Material supplied:
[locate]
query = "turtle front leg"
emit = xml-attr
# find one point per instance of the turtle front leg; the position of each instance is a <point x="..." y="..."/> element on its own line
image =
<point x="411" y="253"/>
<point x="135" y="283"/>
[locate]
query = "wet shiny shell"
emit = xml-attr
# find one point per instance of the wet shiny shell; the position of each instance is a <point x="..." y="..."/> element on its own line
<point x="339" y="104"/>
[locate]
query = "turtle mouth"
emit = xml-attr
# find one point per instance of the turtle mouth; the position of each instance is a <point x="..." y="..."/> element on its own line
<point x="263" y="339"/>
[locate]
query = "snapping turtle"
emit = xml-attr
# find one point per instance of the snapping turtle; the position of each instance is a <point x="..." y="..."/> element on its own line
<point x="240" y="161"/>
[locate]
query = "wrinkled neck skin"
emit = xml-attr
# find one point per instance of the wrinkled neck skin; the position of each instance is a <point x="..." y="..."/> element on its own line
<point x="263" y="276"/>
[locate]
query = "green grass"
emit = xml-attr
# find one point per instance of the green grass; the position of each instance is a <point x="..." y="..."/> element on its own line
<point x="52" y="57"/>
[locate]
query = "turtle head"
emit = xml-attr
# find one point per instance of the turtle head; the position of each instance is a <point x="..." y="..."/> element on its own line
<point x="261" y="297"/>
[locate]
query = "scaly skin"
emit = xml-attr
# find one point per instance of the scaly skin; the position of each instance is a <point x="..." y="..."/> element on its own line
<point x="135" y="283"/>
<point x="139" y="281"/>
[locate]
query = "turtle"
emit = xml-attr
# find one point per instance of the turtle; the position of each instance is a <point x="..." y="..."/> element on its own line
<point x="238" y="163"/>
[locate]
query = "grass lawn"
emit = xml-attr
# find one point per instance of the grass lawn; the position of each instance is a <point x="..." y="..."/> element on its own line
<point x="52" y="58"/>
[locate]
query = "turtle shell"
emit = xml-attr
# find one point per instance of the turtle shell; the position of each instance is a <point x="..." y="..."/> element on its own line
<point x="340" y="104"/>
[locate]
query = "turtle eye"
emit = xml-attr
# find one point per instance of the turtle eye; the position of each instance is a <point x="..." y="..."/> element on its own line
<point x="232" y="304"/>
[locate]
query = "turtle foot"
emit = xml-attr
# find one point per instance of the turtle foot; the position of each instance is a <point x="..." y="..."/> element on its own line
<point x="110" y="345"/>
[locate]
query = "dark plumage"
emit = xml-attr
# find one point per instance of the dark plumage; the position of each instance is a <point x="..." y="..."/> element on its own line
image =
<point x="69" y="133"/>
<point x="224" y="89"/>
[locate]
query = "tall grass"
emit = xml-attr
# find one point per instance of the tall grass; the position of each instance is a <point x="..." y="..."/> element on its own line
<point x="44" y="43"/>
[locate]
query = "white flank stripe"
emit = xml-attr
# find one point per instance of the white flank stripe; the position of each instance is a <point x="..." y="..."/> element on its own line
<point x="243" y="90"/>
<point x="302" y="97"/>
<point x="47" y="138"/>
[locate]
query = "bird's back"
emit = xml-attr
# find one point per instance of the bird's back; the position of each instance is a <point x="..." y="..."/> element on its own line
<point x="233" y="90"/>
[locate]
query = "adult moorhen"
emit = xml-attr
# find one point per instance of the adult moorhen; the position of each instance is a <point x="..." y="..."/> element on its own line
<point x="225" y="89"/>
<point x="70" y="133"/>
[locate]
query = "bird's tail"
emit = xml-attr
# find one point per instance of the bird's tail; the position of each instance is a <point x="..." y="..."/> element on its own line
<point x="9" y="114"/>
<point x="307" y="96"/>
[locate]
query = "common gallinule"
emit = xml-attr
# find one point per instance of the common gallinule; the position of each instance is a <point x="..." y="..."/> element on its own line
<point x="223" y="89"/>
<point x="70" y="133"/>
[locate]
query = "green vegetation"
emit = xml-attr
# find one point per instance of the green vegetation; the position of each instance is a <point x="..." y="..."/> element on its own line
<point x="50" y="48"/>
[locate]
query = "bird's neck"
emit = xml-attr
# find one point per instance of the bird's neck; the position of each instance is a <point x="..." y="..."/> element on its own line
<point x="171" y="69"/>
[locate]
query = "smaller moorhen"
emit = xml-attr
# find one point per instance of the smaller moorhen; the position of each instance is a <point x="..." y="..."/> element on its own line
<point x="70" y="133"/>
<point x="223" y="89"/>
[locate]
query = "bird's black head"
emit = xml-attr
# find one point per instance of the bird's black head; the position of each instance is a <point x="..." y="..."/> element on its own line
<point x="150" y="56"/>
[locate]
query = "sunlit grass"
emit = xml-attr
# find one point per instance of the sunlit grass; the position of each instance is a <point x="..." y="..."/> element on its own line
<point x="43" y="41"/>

Stated task: From the first line to the last, please quote the material above exactly.

Response to the exercise:
[locate]
query = "turtle front leg"
emit = xml-attr
# find one point per instance of the turtle front leg; the position of each instance is a <point x="..." y="..."/> element on its own line
image =
<point x="411" y="253"/>
<point x="135" y="283"/>
[locate]
query = "wet shiny shell"
emit = xml-attr
# find one point per instance of the wet shiny shell; the position of each instance is a <point x="..." y="..."/> element on its own line
<point x="339" y="104"/>
[locate]
query = "turtle mouth"
emit = xml-attr
# find one point per instance of the turtle mouth; the position of each instance is a <point x="..." y="..."/> element on its own line
<point x="263" y="339"/>
[locate]
query = "snapping turtle"
emit = xml-attr
# find one point per instance of the snapping turtle; the position of each instance is a <point x="..." y="..."/> element on its own line
<point x="240" y="161"/>
[locate]
query = "wrinkled neck skin"
emit = xml-attr
# find one point per instance of the wrinkled neck skin; the position of each instance is a <point x="..." y="..."/> element on its own line
<point x="263" y="276"/>
[locate]
query = "green grass"
emit = xml-attr
# find one point per instance of the green grass; the position of each instance is a <point x="..." y="..."/> element on its own line
<point x="52" y="57"/>
[locate]
query = "turtle head"
emit = xml-attr
# find one point per instance of the turtle head; the position of each instance is a <point x="..." y="..."/> element on its own line
<point x="261" y="297"/>
[locate]
query = "scaly skin"
emit = xml-attr
# find one point per instance of the scaly skin; the position of each instance is a <point x="..." y="..."/> element on its own line
<point x="135" y="283"/>
<point x="139" y="281"/>
[locate]
query = "turtle"
emit = xml-attr
# find one point per instance of the turtle; the position of each instance is a <point x="..." y="..."/> element on its own line
<point x="238" y="163"/>
[locate]
query = "grass lawn"
emit = xml-attr
# find one point per instance of the grass lawn; the position of each instance is a <point x="..." y="..."/> element on its own line
<point x="52" y="58"/>
[locate]
query = "turtle shell"
emit = xml-attr
# find one point per instance of the turtle shell; the position of each instance is a <point x="..." y="..."/> element on its own line
<point x="340" y="104"/>
[locate]
query = "turtle eye"
emit = xml-attr
# find one point per instance of the turtle eye; the position of each instance is a <point x="..." y="..."/> element on its own line
<point x="232" y="304"/>
[locate]
query = "turtle foot"
emit = xml-attr
# find one point per instance of the turtle foot; the position of each instance is a <point x="..." y="..."/> element on its own line
<point x="110" y="345"/>
[locate]
query = "dark plumage"
emit = xml-attr
# find one point per instance of the dark plumage; the position of each instance is a <point x="..." y="..."/> element on its own line
image =
<point x="69" y="133"/>
<point x="224" y="89"/>
[locate]
query = "tall grass"
emit = xml-attr
# find one point per instance of the tall grass; the position of each instance is a <point x="..." y="..."/> element on its own line
<point x="44" y="43"/>
[locate]
query = "white flank stripe"
emit = xml-attr
# find one point per instance of the white flank stripe; the position of each instance is a <point x="..." y="..."/> element on its own line
<point x="243" y="90"/>
<point x="302" y="97"/>
<point x="47" y="138"/>
[locate]
query = "bird's back"
emit = xml-attr
# find one point per instance of the bird's back; the position of each instance is a <point x="..." y="..."/> element on its own line
<point x="233" y="90"/>
[locate]
query = "adult moorhen"
emit = xml-attr
# find one point per instance of the adult moorhen; the position of each instance is a <point x="..." y="..."/> element on its own line
<point x="225" y="89"/>
<point x="70" y="133"/>
[locate]
query = "bird's tail"
emit = xml-attr
# find one point per instance of the bird's tail; the position of each instance is a <point x="..." y="..."/> element on its own line
<point x="9" y="114"/>
<point x="307" y="96"/>
[locate]
query = "common gallinule"
emit = xml-attr
# find one point per instance of the common gallinule; the position of each instance is a <point x="..." y="..."/> element on its own line
<point x="223" y="89"/>
<point x="70" y="133"/>
[locate]
query = "green vegetation"
emit = xml-attr
# find one point per instance of the green vegetation; the position of each instance is a <point x="..." y="..."/> element on its own line
<point x="50" y="48"/>
[locate]
query = "bird's neck"
emit = xml-attr
# find one point per instance of the bird's neck; the position of each instance is a <point x="..." y="..."/> element on its own line
<point x="171" y="69"/>
[locate]
query = "smaller moorhen"
emit = xml-attr
# find one point per instance of the smaller moorhen; the position of each instance is a <point x="..." y="..."/> element on its own line
<point x="70" y="133"/>
<point x="223" y="89"/>
[locate]
query = "bird's black head"
emit = xml-attr
# find one point per instance of the bird's black head; the position of each instance is a <point x="..." y="..."/> element on its own line
<point x="150" y="56"/>
[locate]
query = "sunlit grass"
emit = xml-attr
# find one point per instance of the sunlit grass; the position of each instance is a <point x="..." y="..."/> element on its own line
<point x="43" y="41"/>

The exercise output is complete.